Pourriez-vous poursuivre le billet sur les socialistes en excès de vitesse, en reprenant juste après sa dernière phrase ?

### Texte
----------
Les socialistes en excès de vitesse

Le Parti Pris d'Hervé Gattegno, tous les matins à 8h25 sur RMC. - -
En campagne électorale, il n’y a pas de coïncidences : seulement de malencontreux hasards qui, parfois, donnent du sens à ce qui n’en avait pas. Que Jean-Paul Huchon, baron socialiste s’il en est et président de la région Ile-de-France se fasse flasher hier à 171 km/h au volant de sa voiture de fonction, ça fait évidemment mauvais genre. Qu’on apprenne le même jour que le candidat Hollande a déjà promis une belle place à son ex-compagne – qui est surtout la première à s’être ralliée à lui entre les deux tours des primaires –, ça ne peut que donner l’impression d’un triomphalisme prématuré. C’est vrai que les sondages donnent un très large avantage à François Hollande – inédit dans ces proportions sous la Vè République –, mais il faut se méfier des sorties de route. Surtout sur les routes… de campagne !
----------
### Extrait de données
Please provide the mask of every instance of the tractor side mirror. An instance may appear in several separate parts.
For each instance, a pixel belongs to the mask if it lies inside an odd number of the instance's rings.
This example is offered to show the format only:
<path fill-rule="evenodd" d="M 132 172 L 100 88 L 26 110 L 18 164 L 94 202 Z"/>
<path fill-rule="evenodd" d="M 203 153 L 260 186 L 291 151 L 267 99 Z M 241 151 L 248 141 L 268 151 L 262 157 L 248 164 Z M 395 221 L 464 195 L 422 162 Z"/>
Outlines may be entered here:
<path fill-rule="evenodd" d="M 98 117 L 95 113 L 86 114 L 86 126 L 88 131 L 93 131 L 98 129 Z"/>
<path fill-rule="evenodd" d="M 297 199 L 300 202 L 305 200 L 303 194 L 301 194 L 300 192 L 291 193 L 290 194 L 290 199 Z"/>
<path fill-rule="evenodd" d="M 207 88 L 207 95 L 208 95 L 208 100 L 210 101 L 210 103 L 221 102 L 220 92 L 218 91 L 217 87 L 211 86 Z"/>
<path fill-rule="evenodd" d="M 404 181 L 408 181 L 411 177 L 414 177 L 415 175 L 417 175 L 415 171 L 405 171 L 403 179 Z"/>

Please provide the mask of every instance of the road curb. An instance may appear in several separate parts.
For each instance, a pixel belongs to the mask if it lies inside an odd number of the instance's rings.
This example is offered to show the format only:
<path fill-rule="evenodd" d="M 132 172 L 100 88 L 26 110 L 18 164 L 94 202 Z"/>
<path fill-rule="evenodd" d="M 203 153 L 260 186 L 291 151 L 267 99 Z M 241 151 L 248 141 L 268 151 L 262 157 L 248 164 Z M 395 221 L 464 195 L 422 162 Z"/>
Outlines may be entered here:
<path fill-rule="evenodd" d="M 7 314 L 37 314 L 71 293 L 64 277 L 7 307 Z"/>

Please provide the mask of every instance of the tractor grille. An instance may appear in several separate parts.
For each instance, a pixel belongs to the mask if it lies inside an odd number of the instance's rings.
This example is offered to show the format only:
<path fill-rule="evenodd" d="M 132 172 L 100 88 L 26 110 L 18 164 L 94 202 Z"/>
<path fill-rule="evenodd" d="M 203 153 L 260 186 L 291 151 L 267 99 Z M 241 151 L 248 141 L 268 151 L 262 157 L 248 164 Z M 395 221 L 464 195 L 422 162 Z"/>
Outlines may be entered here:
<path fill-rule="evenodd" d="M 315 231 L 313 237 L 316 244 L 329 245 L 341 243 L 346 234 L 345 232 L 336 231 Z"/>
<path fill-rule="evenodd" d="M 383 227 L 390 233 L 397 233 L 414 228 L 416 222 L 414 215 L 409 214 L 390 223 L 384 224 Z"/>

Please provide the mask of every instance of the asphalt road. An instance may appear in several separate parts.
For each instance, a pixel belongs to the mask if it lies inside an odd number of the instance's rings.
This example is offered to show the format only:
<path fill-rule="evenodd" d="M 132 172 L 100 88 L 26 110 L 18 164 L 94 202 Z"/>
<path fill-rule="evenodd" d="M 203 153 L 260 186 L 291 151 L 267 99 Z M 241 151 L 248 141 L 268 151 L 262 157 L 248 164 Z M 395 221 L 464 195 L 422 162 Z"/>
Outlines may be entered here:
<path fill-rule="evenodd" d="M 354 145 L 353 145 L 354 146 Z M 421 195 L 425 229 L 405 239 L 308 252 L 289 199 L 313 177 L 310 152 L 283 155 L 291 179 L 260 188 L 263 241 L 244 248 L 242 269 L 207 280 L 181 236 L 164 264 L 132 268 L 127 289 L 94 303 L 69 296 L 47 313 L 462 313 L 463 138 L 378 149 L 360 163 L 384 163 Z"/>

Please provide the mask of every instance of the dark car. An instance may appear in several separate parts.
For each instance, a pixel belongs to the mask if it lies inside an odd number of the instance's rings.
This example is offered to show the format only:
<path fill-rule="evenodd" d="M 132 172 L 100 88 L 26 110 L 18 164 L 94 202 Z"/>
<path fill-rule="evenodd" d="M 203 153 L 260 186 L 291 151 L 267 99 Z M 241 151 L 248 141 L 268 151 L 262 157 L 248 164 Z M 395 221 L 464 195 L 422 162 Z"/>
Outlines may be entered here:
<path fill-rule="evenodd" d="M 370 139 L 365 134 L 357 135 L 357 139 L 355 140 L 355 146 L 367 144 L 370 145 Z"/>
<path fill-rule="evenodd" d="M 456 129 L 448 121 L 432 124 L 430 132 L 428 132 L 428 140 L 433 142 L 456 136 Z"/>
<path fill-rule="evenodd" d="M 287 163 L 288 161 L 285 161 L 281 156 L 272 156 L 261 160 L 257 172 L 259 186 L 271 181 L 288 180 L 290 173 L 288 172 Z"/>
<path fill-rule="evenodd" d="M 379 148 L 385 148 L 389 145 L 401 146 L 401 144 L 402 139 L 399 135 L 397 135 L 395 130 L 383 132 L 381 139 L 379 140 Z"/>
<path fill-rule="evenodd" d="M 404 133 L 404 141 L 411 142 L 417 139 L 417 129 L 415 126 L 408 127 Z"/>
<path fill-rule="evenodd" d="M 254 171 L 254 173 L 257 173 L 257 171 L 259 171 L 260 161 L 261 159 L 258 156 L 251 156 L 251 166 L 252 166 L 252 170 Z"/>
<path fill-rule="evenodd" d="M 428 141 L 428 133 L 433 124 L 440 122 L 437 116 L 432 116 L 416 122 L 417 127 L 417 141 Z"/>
----------
### Résultat obtenu
Donc le problème de François Hollande, c'est de ne pas trop accélérer mais de garder son avance...
Exactement. La tortue de la fable ne peut pas d’un seul coup se transformer en lièvre – ça risque de former un animal bizarre… La percée de François Hollande dans l’opinion s’explique vraisemblablement par sa modération et son apparente sérénité. Ce n’était pas évident au pays du bonapartisme et du culte des Grands hommes, mais ça a marché. S’il donne le sentiment qu’il croit déjà avoir gagné, sa belle image risque de s’abîmer. C’est l’une des difficultés qu’il a avec les Verts. Il a sans doute raison de ne pas vouloir leur céder sur la question du nucléaire puisqu’il est plus fort politiquement. Mais il ne peut pas les humilier non plus. Sans quoi il aura du mal à s’en faire des alliés. Les écologistes se moquent qu’il roule vite ou lentement – du moment qu’il conduit une voiture électrique…
François Hollande a aussi un problème avec le projet du PS. Est-ce que l'aggravation de la crise ne l'a pas déjà rendu obsolète ?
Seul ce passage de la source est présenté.